EXERCISE REQUIREMENTS –
Retype the entries below exactly, and keep every picture out of your version.

Saved entries:
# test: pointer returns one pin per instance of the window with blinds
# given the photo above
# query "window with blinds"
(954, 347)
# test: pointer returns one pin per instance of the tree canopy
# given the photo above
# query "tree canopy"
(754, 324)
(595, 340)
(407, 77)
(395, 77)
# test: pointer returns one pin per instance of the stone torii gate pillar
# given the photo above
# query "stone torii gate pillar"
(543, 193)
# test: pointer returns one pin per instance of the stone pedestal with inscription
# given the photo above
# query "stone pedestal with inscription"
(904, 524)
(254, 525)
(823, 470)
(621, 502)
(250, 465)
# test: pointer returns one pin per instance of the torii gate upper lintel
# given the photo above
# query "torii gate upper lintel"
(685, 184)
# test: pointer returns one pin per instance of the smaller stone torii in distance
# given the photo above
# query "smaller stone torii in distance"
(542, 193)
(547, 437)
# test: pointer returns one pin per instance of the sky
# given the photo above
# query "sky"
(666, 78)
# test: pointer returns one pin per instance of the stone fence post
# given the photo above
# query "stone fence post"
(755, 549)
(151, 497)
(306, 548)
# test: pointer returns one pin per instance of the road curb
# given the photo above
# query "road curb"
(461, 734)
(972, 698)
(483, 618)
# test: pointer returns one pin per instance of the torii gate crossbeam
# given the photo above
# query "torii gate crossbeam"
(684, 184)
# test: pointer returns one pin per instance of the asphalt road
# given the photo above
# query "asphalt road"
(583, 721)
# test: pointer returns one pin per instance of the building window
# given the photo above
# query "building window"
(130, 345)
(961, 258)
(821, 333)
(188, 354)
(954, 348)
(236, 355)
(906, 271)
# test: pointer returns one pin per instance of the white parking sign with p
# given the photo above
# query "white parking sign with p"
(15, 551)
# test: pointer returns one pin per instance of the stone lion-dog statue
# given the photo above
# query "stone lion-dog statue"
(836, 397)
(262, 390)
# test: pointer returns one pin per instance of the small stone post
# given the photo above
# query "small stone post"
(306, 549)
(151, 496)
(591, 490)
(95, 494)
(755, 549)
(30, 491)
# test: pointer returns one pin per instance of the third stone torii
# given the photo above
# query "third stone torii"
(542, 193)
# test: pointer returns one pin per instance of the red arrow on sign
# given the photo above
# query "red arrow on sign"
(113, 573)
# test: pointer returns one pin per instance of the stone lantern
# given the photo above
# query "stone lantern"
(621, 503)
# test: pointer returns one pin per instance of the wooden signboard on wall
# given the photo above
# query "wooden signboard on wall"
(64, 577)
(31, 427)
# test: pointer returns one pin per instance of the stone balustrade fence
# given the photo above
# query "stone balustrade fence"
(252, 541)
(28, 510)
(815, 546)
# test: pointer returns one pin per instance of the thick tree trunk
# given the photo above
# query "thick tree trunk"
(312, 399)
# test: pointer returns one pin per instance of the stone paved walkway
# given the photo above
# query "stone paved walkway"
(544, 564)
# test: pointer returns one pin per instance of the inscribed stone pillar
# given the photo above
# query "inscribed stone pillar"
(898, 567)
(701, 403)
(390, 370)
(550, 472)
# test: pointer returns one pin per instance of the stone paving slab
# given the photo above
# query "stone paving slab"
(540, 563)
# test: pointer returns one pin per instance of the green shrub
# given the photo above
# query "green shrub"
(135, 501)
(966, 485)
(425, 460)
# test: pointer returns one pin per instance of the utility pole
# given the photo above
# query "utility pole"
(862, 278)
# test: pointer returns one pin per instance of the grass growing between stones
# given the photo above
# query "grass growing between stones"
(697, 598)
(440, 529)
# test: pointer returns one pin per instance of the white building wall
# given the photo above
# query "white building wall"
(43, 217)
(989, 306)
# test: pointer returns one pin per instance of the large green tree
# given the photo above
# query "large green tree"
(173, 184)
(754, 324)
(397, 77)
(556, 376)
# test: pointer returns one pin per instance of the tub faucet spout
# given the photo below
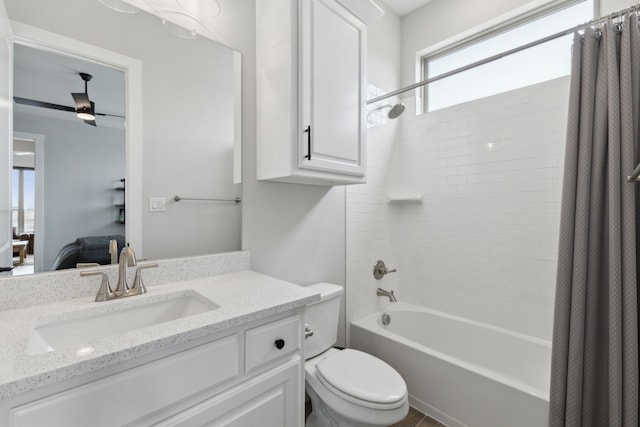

FINISHED TASK –
# test: pointer returns one pin per instance of the window with blinds
# given the photo above
# query "window with blinds"
(954, 347)
# test: pointer returns one pin per instance of the tree canopy
# given the photo above
# query "tree canopy"
(754, 324)
(595, 340)
(407, 77)
(395, 77)
# test: pointer returns one pin per instance of the stone torii gate pillar
# given the photo above
# query "stone torii gate pillar"
(543, 193)
# test: pointer returns one pin per instance of the stone pedestal with inscription
# given the photo above
# query "stone pedestal with inscription"
(904, 524)
(254, 525)
(823, 470)
(621, 502)
(250, 465)
# test: pointer returns one pin per instance of the torii gate upper lintel
# given the photo above
# query "torii gate upper lintel"
(685, 184)
# test: pointer returns one pin per instance of the smaller stone torii in distance
# given the photo above
# query "smaller stone torii in distance"
(542, 193)
(547, 437)
# test: pointer returns one pin per instance of the sky
# given the photo above
# query "sky"
(666, 78)
# test: pointer returns one pin per instance of the stone fence post
# given the photo above
# query "stone fence post"
(755, 549)
(151, 497)
(306, 548)
# test: pointer returns one pin per instance of the road curb
# given the photo above
# query "road curb"
(461, 734)
(972, 698)
(483, 618)
# test: pointer returns one pin per instance of the torii gate crossbeam
# given the photo above
# query "torii gate crossbeam"
(684, 184)
# test: pointer returns one pin per instance of the asphalt road
# given the photo above
# query "asphalt road"
(583, 721)
# test: pointer returns one pin per instance of the building window
# given the photo above
# query "building window"
(130, 345)
(961, 258)
(821, 333)
(188, 354)
(954, 348)
(236, 355)
(906, 271)
# test: pointer returns one pin per instance of the white parking sign with p
# given the photo above
# query "white parking sign with p"
(15, 551)
# test: pointer returns one pin per instance of the stone lion-dog statue
# given the photo above
# query "stone lion-dog statue"
(836, 397)
(262, 390)
# test: pointer returns one pin per instance of the small stone post
# given the photo above
# query "small stone post"
(306, 549)
(151, 496)
(591, 490)
(95, 494)
(755, 549)
(30, 491)
# test: pointer returns one pin per instance of the third stone torii
# given the photo above
# query "third stone torii"
(542, 193)
# test: pointer returns one pin per instance of the red arrow on sign
# given the photo above
# query "red arrow on sign"
(113, 573)
# test: pointer returns one pin per instance of the stone lantern
# given the photo above
# query "stone lantern"
(621, 503)
# test: pointer returns one pin per instance of the wooden signboard on wall
# given the photo above
# query "wooden signboard on wall"
(64, 577)
(31, 427)
# test: pointer returns one pin per instance of the stone balustrade fence
# given the photo above
# query "stone balustrade fence"
(252, 541)
(28, 510)
(815, 546)
# test: pointer returns one pin per instance of the thick tree trunk
# given the photo above
# query "thick tree trunk"
(312, 399)
# test: pointer returns one pin per instance of the stone paved walkway
# given the photo above
# query "stone paved walkway"
(544, 564)
# test: pointer returns one pin per instance of the inscribed stone pillar
# given the photo above
# query "inscribed stone pillar"
(898, 567)
(701, 403)
(390, 370)
(550, 472)
# test: pointer returns one pin per instance of the stone paving slab
# given the photo above
# query "stone paving slab"
(540, 563)
# test: pointer returns one pin per instance of the green shrub
# given the photo above
# query "green shrub"
(135, 501)
(966, 485)
(425, 460)
# test: pointer returns one pin per instance of the utility pole
# given the photo above
# query "utility pole"
(862, 278)
# test: pointer returns one pin per instance of the grass growing between stones
# given the photo above
# query "grass growing between stones"
(697, 598)
(440, 529)
# test: pointer returns one pin per instance of the white building wall
# given the photo above
# query "white building wall"
(43, 217)
(989, 306)
# test: pointer returns one pin per instance of the large green tree
# given the photo above
# query "large green tree"
(173, 184)
(754, 324)
(397, 77)
(556, 376)
# test: pointer returns one pin per instance of the tub faucet spout
# given the photo below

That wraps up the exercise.